*EXERCISES*.
(1) Repeat word for word the part of the Bull City passage from "Eventually, a much" up to and including "and Waylon Jennings.".
(2) Identify each line in the records that contains the word "shaped", and copy every such line.

*SUPPLIED PASSAGE*.
When I transitioned in the late 1980s from marketing Anchorage to marketing Durham, North Carolina, where I now still live in retirement, many here were trying to bury any sign of the community’s past including its legacy brand as the Bull City, which I use today in the name of this blog.

I took some heat when the organization I led fully embraced the long-view of Durham’s heritage including using “bull” in marketing tools such as subtly forming a bull’s head inside the “D” of the community's first marketing logo and incorporating the word “bull” into tools such as the Bulls Eye Newsletter, the Bull Horn voice information system and even the name of the weekly staff meeting, “Remarkabulls.”

Eventually, a much more overarching but incorporating brand and slogan was distilled, but reconnecting with the community’s rich heritage back then had helped give voice to Durham’s unique sense of place without taking anything away from more recent attributes and events.  There is also evidence it played a role in fostering Durham’s signature adaptive reuse of historic buildings.

During my time living in Spokane’s historic Browne’s Addition during the 1970s,  I also reconnected during that time of deep introspection, to parts of my personal brand.  I returned to the country music of my roots adding a love of The Eagles to an earlier rediscovery via Gram Parsons (before and after The Byrds,) especially in duets with Emmylou, as well as Kris Kristofferson and outlaws such as Willie Nelson and Waylon Jennings.

*INPUT DATA*.
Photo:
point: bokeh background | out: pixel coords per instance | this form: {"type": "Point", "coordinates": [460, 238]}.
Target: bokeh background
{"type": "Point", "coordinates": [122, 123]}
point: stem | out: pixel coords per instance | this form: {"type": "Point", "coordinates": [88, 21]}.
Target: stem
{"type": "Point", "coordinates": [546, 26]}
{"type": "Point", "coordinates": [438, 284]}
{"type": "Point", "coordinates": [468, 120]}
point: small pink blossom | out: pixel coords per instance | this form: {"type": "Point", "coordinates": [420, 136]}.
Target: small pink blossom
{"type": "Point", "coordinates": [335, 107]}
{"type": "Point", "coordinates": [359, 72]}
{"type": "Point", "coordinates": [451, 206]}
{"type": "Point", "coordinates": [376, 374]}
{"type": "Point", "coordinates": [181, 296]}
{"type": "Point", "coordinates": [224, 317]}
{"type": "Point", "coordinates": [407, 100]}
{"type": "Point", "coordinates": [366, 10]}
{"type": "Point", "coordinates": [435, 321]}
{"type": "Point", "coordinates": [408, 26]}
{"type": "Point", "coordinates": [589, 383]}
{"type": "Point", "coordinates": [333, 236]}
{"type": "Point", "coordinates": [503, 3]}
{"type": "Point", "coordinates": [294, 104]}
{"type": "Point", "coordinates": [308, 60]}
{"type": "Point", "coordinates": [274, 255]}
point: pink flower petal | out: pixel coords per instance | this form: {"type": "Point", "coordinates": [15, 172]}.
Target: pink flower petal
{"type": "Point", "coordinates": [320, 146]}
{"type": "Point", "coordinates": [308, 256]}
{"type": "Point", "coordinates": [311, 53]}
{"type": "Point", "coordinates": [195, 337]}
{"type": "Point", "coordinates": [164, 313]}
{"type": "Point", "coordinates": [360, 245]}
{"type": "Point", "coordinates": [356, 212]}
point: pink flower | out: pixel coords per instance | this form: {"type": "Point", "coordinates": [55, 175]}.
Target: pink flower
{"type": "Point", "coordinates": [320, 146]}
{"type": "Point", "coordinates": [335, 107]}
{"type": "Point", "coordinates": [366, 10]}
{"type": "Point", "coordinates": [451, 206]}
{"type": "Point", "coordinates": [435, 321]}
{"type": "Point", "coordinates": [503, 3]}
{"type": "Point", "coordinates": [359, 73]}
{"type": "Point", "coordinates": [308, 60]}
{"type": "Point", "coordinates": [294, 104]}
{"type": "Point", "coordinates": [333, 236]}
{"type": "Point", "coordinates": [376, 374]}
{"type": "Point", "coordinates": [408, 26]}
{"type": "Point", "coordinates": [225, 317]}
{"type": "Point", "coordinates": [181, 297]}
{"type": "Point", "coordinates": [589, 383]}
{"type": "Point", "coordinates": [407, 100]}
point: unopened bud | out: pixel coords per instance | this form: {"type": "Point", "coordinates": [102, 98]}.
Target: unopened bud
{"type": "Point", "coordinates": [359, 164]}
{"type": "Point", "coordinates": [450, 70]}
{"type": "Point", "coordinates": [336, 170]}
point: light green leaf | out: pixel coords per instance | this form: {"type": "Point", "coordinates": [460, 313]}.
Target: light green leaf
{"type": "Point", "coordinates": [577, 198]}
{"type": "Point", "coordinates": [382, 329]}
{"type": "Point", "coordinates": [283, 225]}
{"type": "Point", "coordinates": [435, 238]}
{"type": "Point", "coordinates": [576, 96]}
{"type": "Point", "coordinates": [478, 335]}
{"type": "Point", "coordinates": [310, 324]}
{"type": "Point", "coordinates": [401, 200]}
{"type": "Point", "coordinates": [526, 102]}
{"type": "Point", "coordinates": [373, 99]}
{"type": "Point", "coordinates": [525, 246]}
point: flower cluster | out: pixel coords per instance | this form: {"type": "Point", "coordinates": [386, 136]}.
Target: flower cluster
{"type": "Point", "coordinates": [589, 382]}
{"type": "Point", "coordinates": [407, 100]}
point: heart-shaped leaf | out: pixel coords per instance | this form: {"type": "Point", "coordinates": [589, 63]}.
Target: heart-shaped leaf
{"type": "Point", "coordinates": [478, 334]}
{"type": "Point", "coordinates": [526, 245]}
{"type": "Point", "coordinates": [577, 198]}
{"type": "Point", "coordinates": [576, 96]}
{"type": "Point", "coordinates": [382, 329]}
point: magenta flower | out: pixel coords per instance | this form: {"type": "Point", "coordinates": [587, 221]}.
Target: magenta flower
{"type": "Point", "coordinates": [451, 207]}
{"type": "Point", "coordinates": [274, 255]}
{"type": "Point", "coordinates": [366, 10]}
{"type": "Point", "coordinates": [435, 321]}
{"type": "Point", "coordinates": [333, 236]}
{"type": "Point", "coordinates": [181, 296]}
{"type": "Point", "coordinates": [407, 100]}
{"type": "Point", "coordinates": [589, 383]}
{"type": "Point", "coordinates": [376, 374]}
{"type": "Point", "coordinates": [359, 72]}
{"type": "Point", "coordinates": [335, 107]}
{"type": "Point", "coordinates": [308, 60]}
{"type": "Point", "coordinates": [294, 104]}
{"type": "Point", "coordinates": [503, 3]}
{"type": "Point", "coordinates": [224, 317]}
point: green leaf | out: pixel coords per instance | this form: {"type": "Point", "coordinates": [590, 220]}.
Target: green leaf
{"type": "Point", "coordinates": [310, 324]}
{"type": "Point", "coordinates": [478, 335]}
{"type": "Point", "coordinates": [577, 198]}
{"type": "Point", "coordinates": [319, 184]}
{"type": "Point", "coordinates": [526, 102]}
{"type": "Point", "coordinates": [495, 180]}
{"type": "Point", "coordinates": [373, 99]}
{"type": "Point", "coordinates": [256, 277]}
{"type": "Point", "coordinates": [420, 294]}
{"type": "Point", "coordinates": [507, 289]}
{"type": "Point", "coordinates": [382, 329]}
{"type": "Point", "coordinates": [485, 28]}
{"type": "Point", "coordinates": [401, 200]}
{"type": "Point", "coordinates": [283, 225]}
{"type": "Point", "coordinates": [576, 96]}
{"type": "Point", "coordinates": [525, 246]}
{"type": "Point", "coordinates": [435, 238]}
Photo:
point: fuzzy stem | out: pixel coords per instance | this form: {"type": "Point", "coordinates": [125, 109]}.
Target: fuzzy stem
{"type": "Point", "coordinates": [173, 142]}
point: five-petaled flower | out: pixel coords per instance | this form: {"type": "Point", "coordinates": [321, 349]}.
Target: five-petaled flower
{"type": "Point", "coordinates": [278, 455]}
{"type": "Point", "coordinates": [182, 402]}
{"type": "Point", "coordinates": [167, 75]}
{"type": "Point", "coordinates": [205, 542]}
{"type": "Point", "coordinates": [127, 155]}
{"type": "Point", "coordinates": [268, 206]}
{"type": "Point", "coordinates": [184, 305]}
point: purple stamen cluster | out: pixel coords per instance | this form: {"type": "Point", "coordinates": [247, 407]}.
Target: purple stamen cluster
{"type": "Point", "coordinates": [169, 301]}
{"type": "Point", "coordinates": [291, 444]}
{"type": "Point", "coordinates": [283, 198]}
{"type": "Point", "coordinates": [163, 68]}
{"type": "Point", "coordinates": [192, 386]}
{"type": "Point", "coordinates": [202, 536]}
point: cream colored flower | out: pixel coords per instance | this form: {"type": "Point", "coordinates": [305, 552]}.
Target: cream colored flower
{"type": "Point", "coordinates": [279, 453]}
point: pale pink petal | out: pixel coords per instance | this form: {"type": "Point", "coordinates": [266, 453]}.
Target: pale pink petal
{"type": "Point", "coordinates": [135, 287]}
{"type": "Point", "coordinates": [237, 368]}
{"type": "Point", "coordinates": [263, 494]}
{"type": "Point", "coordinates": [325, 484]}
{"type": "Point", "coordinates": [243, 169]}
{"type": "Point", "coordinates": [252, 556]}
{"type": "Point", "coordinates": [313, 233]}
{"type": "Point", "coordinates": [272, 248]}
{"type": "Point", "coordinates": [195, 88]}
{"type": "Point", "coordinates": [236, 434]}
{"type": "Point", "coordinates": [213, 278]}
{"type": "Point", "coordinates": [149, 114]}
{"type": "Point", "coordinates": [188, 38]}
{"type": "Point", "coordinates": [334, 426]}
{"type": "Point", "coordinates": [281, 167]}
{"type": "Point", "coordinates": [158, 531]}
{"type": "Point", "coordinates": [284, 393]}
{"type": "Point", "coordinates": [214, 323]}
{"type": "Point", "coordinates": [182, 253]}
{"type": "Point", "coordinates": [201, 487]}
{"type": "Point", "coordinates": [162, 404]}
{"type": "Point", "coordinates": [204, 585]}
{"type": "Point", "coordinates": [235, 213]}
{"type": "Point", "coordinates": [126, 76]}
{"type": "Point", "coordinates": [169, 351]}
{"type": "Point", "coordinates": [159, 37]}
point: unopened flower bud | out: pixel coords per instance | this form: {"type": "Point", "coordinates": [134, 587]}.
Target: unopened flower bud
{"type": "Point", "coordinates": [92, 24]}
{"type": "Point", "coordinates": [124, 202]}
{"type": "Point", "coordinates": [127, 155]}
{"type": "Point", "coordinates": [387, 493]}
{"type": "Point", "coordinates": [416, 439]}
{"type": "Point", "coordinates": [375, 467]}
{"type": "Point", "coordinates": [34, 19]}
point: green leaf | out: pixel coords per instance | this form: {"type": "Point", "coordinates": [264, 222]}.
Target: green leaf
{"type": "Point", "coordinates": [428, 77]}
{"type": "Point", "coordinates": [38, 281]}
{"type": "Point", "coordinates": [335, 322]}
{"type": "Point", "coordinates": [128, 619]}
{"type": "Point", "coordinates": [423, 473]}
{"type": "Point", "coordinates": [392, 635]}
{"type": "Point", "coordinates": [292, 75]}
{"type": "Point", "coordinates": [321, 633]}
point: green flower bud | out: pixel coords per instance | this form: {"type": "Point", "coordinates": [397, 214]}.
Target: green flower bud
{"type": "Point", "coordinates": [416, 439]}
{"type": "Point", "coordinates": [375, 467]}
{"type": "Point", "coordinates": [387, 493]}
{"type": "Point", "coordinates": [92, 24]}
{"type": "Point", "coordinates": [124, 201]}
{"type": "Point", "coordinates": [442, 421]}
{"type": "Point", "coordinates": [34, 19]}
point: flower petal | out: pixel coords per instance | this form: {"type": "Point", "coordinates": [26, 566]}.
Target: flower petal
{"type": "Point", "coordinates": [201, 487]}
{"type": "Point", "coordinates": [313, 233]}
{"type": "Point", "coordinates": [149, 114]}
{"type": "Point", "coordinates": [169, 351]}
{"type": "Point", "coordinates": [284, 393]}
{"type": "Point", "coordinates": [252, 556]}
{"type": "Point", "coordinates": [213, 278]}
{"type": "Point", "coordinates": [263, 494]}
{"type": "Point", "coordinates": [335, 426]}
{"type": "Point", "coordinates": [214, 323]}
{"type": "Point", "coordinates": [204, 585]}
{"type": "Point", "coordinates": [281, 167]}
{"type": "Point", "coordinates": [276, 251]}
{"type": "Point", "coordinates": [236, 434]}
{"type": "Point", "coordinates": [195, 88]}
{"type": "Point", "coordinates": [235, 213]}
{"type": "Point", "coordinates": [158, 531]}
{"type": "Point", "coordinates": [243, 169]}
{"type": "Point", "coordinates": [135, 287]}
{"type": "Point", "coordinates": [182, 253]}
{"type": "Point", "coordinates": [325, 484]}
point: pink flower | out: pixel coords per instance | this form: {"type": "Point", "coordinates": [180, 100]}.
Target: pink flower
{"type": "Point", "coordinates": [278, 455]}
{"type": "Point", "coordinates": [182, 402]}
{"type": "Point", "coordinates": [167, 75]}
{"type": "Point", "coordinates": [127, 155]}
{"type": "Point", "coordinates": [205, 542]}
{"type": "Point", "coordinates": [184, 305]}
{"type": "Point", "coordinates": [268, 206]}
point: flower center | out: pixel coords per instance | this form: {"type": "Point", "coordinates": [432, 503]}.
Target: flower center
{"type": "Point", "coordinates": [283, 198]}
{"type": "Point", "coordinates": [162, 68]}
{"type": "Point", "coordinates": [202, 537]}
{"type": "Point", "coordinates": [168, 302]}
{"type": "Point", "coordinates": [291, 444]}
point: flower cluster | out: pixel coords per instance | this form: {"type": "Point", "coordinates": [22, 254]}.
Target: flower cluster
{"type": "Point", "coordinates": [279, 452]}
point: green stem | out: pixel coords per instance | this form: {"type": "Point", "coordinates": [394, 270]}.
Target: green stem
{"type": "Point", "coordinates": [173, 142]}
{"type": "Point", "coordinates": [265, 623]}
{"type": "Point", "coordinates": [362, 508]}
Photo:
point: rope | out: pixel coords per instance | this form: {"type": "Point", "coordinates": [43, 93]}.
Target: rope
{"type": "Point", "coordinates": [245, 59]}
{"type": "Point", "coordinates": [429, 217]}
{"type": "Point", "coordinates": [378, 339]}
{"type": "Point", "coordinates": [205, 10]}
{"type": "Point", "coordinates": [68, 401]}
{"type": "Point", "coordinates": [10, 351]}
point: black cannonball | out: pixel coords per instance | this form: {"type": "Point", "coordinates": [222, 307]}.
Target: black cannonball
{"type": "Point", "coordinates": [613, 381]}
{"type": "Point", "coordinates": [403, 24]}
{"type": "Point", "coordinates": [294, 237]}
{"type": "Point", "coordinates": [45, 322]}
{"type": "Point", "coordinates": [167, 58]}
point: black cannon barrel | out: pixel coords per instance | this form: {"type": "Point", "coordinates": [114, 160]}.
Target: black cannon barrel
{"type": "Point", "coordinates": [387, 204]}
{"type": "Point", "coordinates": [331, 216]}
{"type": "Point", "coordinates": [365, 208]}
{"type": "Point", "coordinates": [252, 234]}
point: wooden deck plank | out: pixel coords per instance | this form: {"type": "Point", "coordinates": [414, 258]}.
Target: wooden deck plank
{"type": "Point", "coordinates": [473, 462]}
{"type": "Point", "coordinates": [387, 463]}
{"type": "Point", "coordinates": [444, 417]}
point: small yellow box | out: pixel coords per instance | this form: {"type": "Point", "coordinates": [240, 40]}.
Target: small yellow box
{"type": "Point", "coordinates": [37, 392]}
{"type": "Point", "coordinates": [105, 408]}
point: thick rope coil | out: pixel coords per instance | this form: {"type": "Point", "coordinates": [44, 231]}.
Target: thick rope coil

*ANSWERS BY TASK*.
(1)
Eventually, a much more overarching but incorporating brand and slogan was distilled, but reconnecting with the community’s rich heritage back then had helped give voice to Durham’s unique sense of place without taking anything away from more recent attributes and events.  There is also evidence it played a role in fostering Durham’s signature adaptive reuse of historic buildings.

During my time living in Spokane’s historic Browne’s Addition during the 1970s,  I also reconnected during that time of deep introspection, to parts of my personal brand.  I returned to the country music of my roots adding a love of The Eagles to an earlier rediscovery via Gram Parsons (before and after The Byrds,) especially in duets with Emmylou, as well as Kris Kristofferson and outlaws such as Willie Nelson and Waylon Jennings.

(2)
point: heart-shaped leaf | out: pixel coords per instance | this form: {"type": "Point", "coordinates": [589, 63]}.
Target: heart-shaped leaf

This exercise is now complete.